(Region labeling items)
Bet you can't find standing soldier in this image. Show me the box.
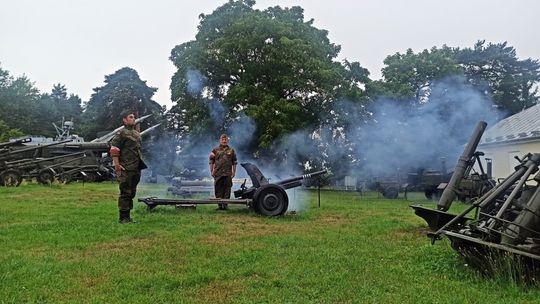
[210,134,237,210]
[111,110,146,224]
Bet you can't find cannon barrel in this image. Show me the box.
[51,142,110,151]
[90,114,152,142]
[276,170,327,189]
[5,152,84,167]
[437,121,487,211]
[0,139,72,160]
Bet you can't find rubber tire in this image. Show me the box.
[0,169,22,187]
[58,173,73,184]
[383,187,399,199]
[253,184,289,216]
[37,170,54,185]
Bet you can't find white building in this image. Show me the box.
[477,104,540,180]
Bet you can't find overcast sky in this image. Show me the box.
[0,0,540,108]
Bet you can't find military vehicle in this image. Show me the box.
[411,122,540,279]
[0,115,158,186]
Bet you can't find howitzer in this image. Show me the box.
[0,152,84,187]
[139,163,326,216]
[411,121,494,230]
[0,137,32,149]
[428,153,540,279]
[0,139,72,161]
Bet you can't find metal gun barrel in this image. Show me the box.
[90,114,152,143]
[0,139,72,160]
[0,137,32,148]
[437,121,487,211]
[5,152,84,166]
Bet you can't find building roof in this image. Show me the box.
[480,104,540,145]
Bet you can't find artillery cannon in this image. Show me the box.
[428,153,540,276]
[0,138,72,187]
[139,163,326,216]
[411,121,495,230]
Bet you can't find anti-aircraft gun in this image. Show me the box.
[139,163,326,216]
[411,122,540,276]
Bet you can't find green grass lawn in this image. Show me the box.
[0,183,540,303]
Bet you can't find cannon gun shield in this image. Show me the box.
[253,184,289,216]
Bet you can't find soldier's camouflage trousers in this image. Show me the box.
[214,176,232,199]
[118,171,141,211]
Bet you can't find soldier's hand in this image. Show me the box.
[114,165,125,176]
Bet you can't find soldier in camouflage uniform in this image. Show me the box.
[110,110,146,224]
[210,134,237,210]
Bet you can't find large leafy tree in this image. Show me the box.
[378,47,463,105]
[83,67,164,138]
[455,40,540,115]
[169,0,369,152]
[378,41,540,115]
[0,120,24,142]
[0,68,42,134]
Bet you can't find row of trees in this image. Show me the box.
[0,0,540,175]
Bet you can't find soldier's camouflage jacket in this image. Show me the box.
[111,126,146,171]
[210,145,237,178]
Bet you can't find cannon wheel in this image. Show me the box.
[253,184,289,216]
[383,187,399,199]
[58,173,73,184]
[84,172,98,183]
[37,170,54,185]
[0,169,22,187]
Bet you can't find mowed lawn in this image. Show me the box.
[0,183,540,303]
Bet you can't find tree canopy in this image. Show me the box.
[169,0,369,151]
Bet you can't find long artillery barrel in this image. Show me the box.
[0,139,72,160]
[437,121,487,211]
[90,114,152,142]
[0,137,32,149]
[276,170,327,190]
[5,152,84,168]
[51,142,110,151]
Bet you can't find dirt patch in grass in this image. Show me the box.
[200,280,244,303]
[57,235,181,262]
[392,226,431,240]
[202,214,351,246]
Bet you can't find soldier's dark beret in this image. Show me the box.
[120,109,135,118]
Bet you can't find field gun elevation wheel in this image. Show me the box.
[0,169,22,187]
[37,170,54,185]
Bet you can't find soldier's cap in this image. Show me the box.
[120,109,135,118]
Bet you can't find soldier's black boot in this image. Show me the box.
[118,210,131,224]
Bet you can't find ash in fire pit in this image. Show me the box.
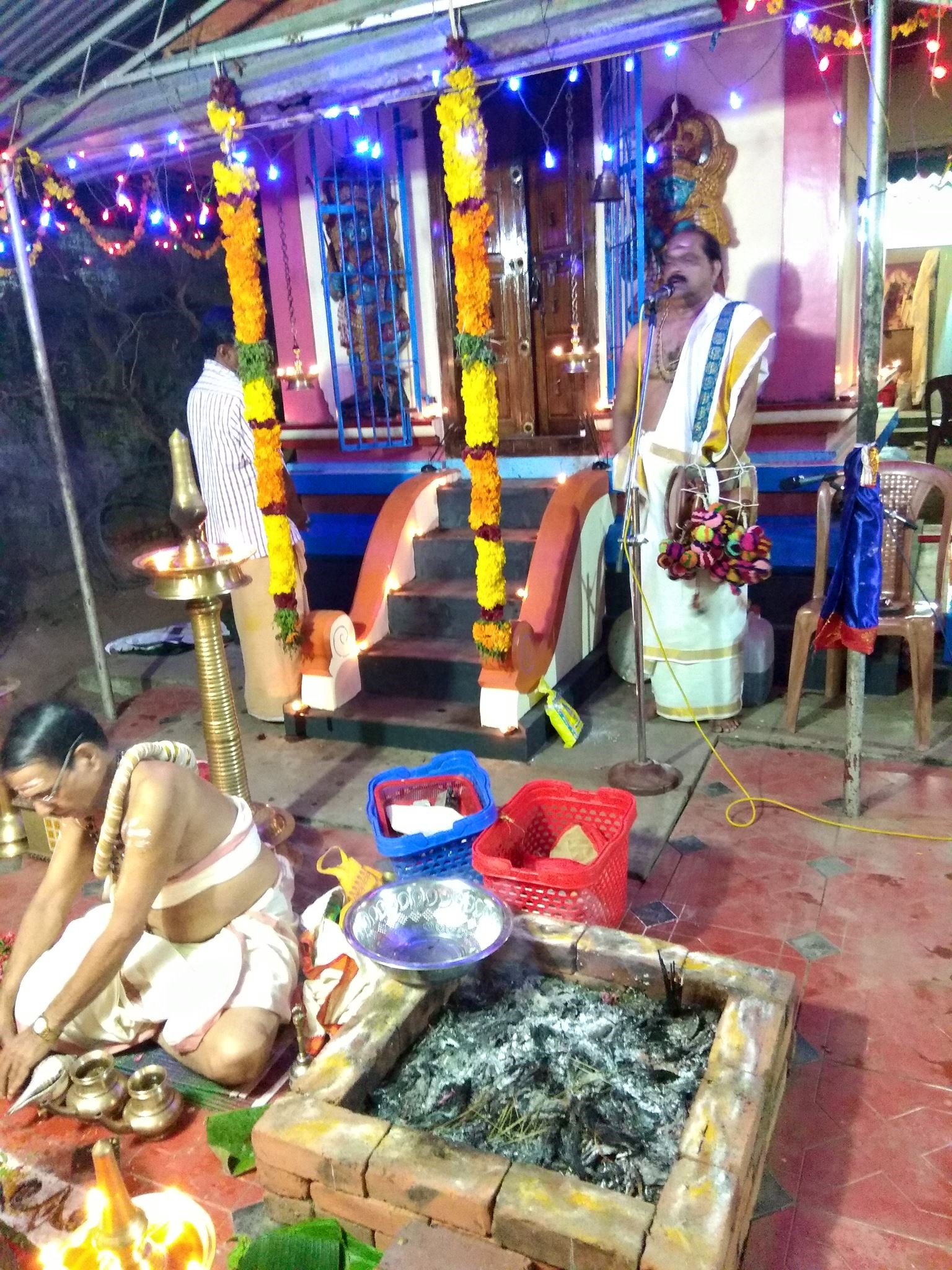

* * *

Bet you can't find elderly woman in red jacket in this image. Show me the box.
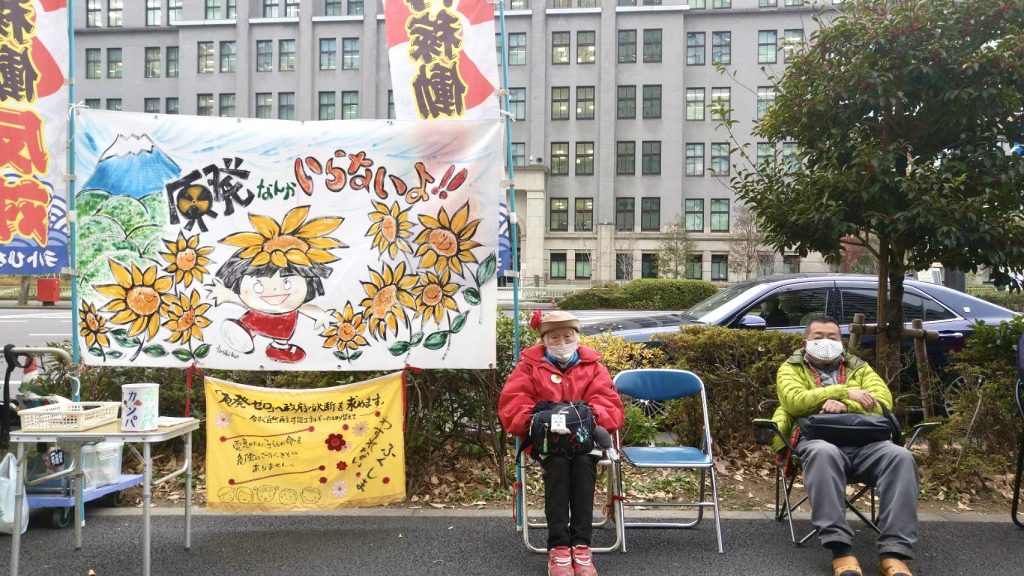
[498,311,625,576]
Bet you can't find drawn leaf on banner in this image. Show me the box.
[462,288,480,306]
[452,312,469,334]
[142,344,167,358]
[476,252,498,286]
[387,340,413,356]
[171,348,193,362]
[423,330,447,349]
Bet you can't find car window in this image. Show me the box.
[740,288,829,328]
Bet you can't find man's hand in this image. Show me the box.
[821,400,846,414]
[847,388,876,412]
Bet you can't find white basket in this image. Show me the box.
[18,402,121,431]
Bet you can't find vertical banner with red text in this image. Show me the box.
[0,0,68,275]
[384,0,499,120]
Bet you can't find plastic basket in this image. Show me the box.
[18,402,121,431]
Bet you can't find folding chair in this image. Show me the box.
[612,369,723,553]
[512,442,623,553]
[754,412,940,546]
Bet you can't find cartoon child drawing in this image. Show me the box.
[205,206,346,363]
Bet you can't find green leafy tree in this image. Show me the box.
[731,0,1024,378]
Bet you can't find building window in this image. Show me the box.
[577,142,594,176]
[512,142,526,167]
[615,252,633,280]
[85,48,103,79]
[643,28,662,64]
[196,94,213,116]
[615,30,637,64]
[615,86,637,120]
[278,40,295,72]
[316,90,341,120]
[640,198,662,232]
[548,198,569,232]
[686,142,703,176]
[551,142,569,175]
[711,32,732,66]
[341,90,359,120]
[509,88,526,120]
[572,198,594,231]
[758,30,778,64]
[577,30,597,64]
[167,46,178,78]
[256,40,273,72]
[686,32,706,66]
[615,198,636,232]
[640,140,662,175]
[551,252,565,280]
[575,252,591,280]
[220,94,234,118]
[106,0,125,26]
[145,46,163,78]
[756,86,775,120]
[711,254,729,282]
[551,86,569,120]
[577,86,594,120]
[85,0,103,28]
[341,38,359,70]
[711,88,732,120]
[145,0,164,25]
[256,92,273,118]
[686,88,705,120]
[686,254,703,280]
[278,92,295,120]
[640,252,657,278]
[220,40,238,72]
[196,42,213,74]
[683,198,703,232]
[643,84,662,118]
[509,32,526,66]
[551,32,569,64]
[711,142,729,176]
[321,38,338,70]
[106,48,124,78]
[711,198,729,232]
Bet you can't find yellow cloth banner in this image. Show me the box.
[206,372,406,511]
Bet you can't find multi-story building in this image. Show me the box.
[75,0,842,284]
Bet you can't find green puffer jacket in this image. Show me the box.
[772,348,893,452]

---

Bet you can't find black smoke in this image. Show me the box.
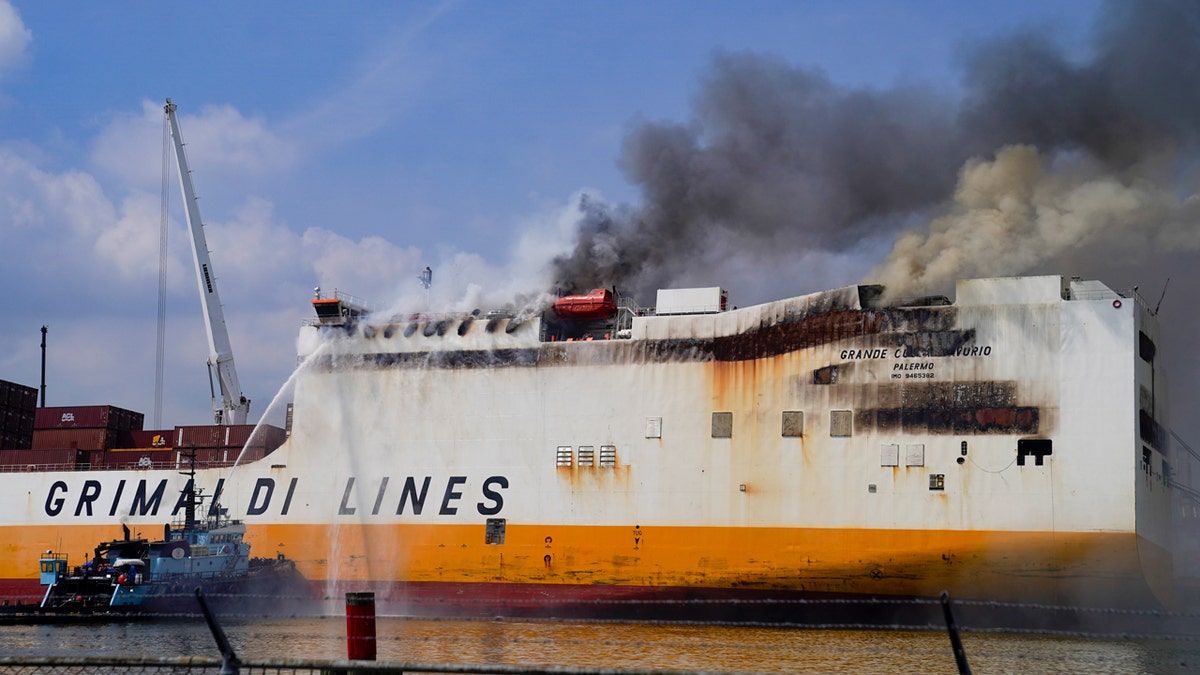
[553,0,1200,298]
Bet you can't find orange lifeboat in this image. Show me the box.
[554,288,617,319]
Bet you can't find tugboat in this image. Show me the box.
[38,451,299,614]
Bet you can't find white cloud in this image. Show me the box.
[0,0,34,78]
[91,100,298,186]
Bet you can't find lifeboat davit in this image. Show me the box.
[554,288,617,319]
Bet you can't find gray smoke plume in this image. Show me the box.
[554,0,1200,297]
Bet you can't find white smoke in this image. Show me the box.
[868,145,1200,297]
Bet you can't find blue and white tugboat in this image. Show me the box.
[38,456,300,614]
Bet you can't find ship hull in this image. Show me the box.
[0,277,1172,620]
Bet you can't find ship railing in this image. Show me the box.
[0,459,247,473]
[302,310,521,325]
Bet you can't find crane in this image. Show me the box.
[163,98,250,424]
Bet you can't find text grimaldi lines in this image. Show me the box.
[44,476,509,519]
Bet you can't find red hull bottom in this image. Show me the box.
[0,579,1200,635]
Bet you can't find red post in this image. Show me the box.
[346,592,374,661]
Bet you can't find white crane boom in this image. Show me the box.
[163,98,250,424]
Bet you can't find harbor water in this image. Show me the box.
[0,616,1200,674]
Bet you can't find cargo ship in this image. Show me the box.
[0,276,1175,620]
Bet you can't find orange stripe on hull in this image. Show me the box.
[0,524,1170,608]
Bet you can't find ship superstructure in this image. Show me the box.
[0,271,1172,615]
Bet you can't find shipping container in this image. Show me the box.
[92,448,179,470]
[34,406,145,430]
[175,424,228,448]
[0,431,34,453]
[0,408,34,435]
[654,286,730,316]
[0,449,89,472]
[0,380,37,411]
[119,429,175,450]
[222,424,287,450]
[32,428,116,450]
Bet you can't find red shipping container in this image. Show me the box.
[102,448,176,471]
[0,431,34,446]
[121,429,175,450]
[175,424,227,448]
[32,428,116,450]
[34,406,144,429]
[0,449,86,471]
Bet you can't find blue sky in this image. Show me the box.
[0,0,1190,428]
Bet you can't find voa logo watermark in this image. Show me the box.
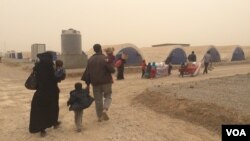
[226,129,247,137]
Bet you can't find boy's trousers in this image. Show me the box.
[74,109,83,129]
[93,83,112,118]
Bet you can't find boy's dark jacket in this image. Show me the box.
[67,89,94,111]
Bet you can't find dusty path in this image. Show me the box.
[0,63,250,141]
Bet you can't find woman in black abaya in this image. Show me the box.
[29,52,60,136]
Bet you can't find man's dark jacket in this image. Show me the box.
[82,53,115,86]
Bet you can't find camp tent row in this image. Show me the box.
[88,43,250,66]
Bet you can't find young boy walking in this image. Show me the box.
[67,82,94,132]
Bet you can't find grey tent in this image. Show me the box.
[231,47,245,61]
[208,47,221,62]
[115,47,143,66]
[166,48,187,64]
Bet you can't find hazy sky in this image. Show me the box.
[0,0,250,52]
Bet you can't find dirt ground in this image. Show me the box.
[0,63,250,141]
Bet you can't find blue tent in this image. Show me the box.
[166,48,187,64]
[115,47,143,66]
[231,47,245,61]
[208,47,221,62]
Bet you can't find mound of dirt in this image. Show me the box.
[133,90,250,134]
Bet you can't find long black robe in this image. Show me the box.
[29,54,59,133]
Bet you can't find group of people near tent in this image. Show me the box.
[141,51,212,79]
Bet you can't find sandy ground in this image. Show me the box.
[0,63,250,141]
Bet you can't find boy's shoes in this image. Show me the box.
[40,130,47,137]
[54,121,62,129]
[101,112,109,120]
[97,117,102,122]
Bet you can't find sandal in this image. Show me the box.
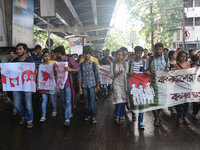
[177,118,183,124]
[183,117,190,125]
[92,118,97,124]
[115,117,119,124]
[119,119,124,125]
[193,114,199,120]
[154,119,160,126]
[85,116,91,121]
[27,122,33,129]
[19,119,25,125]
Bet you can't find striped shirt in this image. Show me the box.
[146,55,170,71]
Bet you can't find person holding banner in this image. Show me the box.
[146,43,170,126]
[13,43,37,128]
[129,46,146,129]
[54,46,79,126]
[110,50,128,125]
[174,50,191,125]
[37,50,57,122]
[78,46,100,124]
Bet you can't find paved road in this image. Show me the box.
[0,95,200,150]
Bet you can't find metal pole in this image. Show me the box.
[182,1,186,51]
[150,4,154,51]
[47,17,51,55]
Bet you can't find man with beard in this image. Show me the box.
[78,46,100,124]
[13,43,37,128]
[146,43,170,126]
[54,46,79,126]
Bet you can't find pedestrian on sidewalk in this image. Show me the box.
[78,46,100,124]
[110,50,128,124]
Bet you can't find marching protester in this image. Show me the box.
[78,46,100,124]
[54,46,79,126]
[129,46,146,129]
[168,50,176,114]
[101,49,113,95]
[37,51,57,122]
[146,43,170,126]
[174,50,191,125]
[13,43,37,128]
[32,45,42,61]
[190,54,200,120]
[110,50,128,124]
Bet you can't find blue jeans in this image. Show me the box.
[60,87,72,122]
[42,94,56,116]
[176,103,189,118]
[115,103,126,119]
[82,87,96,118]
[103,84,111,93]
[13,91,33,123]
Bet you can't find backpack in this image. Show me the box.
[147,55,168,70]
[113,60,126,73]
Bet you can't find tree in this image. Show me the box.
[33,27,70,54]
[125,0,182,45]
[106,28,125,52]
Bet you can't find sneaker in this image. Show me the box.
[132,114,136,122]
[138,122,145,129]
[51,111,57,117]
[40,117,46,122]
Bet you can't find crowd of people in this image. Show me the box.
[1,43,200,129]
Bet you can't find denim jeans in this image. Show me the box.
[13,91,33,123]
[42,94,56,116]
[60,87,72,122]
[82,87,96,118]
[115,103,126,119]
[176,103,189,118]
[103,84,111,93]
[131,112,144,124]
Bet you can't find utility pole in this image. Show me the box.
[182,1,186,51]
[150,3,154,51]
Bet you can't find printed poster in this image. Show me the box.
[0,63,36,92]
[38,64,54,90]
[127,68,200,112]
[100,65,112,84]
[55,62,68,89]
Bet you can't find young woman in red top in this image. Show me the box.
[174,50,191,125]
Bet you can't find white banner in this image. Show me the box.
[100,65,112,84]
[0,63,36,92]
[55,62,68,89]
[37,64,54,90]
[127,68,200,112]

▶ _What you have to do_
Count the lines in the items above that contain the word "barrel" and reply with only that number.

▶ _Correct response_
3